STATED EXERCISE A:
According to the note text, on what date was the Indenture made?

READING TEXT:

Reference is hereby made to the further provisions of this Note set forth below, which further provisions shall for all purposes have the same effect as if set forth at this place.

 

Unless the certificate of authentication hereon has been executed by the Trustee or its duly appointed co-authenticating agent by manual signature, this Note shall not be entitled to any benefit under the Indenture or be valid or obligatory for any purpose.

 

2



 

This Note is one of a duly authorized issue of securities (herein called the “Securities”) of the Company (which term includes any successor corporation under the Indenture hereinafter referred to) issued and to be issued pursuant to such Indenture. This Security is one of a series designated by the Company as its Medium-Term Notes, Series D. The Indenture does not limit the aggregate principal amount of the Securities.

 

The Company issued this Note pursuant to an Indenture, dated as of September 24, 2001 (herein called the “Indenture”), between the Company and Wells Fargo Bank, N.A., a national banking association, as trustee (herein called the “Trustee,” which term includes any successor trustee under the Indenture), to which Indenture and all indentures supplemental thereto reference is hereby made for a statement of the respective rights, limitations of rights, duties and immunities thereunder of the Company, the Trustee and Holders of the Notes and of the terms upon which the Notes are, and are to be, authenticated and delivered.

 

The Notes are issuable as Registered Securities, without coupons, in denominations of $2,000 and any amount in excess thereof which is an integral multiple of $1,000. As provided in the Indenture and subject to certain limitations therein set forth, Notes are exchangeable for a like aggregate principal amount of Notes of like tenor of any authorized denomination, as requested by the Holder surrendering the same, upon surrender of the Note or Notes to be exchanged at any office or agency described below where Notes may be presented for registration of transfer.

STATED EXERCISE B:
Pull out every row that contains the word "gabled".

STORED DATA:
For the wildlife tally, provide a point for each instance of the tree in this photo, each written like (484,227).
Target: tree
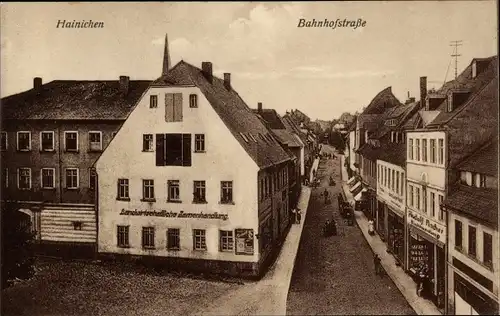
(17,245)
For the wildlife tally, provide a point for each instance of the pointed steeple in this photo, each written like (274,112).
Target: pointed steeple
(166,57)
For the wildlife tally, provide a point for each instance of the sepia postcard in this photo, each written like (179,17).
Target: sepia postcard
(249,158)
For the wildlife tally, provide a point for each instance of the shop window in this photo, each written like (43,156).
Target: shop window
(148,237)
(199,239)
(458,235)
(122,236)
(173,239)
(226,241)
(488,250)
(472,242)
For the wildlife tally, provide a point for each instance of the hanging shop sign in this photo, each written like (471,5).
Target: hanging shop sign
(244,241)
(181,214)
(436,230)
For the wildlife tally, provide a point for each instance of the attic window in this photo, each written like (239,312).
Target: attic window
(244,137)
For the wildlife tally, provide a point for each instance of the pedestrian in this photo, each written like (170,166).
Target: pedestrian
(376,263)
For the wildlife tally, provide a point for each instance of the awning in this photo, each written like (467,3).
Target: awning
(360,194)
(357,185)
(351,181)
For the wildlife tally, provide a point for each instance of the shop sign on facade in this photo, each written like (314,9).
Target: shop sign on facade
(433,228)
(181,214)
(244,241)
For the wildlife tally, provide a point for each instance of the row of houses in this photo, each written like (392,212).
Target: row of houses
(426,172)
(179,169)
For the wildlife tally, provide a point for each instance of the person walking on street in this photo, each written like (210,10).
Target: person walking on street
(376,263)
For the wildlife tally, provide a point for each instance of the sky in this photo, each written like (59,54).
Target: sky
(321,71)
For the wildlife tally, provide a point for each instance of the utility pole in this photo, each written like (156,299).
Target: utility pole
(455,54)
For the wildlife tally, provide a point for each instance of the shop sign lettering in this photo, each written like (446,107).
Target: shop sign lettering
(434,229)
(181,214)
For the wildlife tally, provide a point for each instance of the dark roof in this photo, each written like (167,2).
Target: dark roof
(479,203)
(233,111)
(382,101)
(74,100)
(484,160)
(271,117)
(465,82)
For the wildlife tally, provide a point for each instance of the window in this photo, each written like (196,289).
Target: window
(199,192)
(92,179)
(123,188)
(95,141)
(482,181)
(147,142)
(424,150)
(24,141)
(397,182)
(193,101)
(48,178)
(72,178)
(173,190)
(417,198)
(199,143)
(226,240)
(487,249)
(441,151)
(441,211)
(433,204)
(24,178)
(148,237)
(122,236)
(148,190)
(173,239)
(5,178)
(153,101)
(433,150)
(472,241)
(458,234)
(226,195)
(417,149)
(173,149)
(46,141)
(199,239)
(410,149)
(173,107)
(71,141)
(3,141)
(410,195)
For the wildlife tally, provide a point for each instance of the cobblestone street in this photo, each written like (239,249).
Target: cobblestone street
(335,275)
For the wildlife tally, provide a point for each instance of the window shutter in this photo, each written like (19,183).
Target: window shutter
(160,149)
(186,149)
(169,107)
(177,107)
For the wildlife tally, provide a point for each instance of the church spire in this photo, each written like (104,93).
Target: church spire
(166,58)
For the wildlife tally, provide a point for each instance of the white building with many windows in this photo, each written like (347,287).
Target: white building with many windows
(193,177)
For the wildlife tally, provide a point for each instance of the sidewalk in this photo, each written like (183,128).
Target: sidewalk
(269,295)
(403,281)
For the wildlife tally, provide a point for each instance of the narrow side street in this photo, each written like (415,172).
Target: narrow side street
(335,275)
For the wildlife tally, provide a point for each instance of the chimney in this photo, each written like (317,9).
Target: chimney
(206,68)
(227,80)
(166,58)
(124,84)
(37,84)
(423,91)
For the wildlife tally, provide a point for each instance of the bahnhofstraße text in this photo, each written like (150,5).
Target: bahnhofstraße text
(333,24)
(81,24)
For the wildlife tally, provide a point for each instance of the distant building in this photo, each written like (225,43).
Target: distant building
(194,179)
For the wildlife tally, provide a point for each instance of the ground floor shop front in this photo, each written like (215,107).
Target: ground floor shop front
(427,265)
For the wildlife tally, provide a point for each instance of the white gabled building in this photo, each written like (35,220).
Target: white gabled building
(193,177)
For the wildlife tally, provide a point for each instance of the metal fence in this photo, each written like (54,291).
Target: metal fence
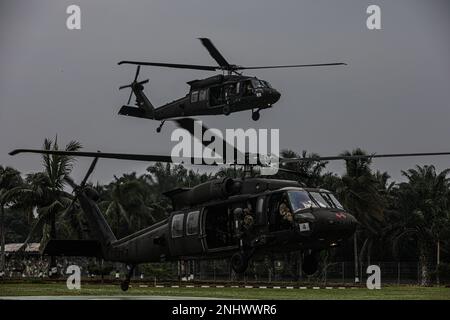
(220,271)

RESULT A:
September 24, 2001

RESULT B:
For the wildlife tally, provide a point for each instance of the white gabled building in this photo, each written like (35,220).
Target: white gabled building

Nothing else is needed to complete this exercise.